◆ Instruction ◆
Update the part of the material that opens with the line containing "Note: locate the penguin beak" and closes with the line containing "pixel 594 39", putting "seal" wherever "penguin" appears and leaving everything else unchanged. Return only those lines.

[Named object pointing entries]
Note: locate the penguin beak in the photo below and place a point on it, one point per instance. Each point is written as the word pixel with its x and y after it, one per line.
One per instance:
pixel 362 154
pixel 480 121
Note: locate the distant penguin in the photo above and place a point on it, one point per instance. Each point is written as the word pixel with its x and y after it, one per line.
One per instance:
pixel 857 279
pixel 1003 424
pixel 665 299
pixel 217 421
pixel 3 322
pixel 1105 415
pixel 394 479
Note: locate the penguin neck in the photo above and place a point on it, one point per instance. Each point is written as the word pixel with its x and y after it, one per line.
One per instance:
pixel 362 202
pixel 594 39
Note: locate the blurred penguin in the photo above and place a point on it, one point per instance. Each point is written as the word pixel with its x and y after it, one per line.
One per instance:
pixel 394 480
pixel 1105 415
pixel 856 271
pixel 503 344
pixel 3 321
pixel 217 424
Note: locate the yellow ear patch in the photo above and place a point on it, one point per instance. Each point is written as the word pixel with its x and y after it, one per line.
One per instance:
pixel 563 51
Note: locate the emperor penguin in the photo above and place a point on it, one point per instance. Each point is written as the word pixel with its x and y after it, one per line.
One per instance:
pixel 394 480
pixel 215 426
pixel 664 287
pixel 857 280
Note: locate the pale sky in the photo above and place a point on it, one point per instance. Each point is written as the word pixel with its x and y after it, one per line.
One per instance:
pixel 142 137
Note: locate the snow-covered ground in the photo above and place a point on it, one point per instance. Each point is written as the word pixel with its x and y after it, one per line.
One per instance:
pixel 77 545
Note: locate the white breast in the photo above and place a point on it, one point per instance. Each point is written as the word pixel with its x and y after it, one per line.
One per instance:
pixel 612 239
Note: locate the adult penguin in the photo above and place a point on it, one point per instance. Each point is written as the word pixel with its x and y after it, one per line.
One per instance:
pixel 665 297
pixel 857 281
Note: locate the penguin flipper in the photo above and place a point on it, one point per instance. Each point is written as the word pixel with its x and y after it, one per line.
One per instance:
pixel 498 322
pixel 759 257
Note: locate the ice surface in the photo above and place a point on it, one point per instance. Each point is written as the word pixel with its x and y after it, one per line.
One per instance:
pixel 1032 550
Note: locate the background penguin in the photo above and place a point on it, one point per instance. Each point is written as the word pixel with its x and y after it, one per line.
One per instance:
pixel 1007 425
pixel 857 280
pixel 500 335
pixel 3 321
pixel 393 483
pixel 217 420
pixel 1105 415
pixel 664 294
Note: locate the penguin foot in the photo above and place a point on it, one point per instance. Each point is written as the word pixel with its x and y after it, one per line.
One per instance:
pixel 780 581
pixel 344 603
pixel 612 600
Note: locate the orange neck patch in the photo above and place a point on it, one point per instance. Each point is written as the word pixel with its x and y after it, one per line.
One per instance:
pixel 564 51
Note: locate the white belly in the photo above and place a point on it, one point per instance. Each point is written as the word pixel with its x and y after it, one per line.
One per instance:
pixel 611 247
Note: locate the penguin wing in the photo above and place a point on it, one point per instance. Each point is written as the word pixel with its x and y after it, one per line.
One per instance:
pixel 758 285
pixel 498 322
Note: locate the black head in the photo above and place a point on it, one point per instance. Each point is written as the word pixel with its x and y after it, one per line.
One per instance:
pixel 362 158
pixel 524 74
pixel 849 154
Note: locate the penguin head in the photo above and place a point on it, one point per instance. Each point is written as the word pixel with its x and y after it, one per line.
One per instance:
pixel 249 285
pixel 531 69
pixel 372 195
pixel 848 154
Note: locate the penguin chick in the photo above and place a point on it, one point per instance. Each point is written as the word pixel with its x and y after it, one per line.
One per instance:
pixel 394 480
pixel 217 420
---
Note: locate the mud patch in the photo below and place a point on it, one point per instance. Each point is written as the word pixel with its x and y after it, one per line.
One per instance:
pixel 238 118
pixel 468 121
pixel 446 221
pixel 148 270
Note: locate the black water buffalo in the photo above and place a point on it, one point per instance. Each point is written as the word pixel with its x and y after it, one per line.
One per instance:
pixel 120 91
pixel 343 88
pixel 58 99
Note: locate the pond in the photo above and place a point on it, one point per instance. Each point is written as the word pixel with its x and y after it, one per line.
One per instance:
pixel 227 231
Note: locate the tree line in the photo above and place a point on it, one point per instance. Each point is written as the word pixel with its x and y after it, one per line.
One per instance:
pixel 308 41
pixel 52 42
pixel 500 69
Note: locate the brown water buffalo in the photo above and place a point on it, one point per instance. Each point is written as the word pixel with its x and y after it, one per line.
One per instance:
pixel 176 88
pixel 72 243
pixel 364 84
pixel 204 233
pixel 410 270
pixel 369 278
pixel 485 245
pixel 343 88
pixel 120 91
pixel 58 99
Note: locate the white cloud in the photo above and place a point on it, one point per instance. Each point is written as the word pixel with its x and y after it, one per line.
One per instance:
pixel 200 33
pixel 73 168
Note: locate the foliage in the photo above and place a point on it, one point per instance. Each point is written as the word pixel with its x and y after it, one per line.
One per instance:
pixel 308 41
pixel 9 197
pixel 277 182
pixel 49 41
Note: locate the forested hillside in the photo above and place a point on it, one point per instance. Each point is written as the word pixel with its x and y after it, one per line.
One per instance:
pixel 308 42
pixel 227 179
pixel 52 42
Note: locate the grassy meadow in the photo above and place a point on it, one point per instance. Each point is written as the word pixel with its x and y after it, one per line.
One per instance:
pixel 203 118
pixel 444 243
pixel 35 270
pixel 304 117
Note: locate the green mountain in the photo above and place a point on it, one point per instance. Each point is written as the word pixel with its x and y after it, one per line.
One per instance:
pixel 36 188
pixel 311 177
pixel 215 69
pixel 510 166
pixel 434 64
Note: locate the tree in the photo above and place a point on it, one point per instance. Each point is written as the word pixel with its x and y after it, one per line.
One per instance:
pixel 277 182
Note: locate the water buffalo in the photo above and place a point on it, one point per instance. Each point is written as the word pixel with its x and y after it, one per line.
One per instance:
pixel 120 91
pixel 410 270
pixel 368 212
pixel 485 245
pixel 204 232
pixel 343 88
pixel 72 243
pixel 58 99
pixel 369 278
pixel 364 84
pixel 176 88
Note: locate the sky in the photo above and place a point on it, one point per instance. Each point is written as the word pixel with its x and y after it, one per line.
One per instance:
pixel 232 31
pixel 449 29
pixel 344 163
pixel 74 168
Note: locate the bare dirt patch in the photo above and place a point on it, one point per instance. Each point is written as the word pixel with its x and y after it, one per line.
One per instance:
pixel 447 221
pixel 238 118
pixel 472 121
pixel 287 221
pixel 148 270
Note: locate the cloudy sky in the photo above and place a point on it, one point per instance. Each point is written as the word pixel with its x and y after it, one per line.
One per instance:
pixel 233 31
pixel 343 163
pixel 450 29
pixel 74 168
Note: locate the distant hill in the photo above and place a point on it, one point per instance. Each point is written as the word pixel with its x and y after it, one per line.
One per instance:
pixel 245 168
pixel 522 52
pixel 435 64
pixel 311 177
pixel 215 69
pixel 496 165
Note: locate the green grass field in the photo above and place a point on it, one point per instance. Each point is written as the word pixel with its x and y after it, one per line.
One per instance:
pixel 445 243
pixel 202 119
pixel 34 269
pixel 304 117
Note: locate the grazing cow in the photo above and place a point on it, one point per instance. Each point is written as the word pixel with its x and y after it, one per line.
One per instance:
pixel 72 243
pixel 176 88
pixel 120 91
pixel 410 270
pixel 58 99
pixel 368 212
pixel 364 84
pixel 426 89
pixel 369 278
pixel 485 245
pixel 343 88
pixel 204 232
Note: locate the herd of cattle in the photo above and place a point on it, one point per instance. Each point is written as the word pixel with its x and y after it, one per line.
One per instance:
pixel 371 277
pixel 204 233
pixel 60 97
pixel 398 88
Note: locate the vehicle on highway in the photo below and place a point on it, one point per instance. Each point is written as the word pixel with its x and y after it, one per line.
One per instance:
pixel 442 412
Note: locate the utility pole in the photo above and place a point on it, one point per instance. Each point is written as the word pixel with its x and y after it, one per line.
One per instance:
==
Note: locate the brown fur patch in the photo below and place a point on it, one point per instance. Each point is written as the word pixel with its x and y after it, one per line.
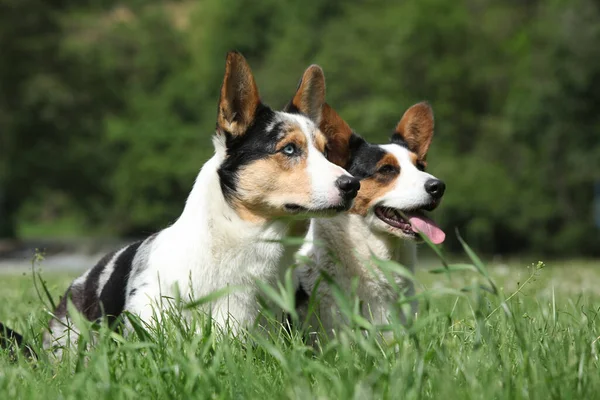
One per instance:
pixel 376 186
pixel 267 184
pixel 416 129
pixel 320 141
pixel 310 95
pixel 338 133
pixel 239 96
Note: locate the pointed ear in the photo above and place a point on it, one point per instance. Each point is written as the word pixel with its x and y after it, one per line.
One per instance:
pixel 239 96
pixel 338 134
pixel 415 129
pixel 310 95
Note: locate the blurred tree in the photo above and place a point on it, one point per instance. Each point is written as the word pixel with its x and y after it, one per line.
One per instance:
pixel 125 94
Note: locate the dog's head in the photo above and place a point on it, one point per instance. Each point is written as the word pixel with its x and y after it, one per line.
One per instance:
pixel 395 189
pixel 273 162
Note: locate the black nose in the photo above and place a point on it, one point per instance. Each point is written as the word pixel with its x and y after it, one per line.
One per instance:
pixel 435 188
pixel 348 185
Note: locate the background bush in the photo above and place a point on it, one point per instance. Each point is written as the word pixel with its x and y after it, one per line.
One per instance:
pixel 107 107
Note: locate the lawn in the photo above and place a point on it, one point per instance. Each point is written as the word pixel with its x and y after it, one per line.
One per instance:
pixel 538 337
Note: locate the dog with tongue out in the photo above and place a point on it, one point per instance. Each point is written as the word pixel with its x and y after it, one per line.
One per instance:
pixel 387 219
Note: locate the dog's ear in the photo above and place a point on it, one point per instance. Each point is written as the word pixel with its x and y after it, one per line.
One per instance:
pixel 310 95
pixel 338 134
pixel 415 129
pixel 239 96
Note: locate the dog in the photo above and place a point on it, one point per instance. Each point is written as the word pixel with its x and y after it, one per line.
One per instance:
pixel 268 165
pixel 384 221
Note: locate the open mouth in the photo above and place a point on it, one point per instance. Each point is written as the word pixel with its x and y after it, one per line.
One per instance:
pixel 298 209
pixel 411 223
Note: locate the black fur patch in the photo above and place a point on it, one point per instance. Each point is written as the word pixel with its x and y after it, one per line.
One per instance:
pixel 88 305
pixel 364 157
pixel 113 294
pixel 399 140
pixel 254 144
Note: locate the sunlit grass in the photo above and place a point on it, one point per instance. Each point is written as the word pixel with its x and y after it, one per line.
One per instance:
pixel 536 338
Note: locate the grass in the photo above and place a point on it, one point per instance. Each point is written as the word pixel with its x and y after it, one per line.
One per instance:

◆ Exercise response ◆
Note: locate the seal beak in the photo below and place a point on it, one point per instance. Each point is written as the word pixel with its x and y after it, one per line.
One per instance:
pixel 362 154
pixel 480 121
Note: locate the distant seal in the photo above and place a point on it, one point per instance. Each point is written as the word pixel with its x and y after it, one per line.
One per instance:
pixel 857 279
pixel 1003 424
pixel 665 299
pixel 217 421
pixel 3 322
pixel 1105 415
pixel 394 479
Note: locate the seal neck in the photo above and place a point on it, one point per instance. Each point is written as the word pixel with its x and y after it, one per line.
One per instance:
pixel 362 202
pixel 594 39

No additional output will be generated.